### Object position labeling material

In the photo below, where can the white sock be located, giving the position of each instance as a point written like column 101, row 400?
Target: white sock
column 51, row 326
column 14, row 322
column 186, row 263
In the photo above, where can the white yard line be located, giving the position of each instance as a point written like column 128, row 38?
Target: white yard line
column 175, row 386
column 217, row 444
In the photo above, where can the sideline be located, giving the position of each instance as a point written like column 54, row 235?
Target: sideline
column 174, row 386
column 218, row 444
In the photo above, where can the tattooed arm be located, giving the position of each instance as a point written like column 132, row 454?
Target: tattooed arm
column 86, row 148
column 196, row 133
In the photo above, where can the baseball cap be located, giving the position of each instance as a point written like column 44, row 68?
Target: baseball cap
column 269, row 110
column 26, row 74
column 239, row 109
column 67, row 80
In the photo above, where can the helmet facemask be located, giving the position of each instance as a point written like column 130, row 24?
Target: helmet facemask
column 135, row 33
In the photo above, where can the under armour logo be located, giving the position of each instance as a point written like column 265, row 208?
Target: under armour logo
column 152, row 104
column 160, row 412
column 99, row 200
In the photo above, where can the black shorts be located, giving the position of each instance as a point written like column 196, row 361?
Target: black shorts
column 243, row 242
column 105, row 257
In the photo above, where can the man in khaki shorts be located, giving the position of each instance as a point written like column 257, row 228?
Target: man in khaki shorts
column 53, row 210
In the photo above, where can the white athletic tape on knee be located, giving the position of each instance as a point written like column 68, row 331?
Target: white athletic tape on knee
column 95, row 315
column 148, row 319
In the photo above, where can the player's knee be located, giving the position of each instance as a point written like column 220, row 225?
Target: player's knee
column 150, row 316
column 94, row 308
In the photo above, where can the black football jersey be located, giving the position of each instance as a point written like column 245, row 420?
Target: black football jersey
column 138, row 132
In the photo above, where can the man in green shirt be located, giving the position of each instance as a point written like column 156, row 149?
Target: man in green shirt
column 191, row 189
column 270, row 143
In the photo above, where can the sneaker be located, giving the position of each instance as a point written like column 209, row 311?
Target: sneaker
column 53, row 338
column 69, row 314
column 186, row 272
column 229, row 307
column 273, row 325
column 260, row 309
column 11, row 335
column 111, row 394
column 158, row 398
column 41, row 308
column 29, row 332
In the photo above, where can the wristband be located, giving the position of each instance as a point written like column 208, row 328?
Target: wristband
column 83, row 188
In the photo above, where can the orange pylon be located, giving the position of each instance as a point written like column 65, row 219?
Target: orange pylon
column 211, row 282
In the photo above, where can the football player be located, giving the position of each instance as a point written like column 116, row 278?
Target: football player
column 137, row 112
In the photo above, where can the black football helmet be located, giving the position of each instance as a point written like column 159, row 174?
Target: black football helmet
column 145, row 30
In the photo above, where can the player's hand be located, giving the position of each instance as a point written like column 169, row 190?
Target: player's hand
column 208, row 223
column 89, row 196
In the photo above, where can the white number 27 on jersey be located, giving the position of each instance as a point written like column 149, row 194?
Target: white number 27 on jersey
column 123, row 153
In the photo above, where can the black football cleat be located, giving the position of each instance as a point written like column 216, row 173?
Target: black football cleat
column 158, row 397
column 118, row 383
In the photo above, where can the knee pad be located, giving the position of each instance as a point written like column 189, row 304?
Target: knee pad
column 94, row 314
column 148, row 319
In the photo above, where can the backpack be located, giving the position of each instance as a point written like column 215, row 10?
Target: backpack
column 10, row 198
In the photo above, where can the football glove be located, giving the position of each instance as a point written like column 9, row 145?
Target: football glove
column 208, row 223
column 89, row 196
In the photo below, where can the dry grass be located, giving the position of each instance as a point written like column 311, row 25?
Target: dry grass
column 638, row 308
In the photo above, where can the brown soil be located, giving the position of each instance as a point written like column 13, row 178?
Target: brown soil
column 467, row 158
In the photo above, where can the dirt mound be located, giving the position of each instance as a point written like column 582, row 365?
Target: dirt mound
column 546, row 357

### STATED EXERCISE
Reproduce the material verbatim, from the line containing "In the photo above, where can the baseball" down to the line containing "column 105, row 257", including both of those lines.

### OUTPUT
In the photo above, where can the baseball cap be located, giving the position of each instance as a point written like column 44, row 68?
Target: baseball cap
column 269, row 110
column 26, row 74
column 239, row 109
column 67, row 80
In the photo above, where can the helmet facemask be located, giving the position of each instance as a point written like column 130, row 24?
Target: helmet facemask
column 135, row 33
In the photo above, where can the under armour logo be located, giving the position of each instance as a point written like column 265, row 208?
Target: under armour logo
column 152, row 104
column 160, row 412
column 99, row 200
In the photo above, where can the black shorts be located, giving the position of each instance as a point written like column 196, row 361?
Target: black shorts
column 243, row 242
column 105, row 257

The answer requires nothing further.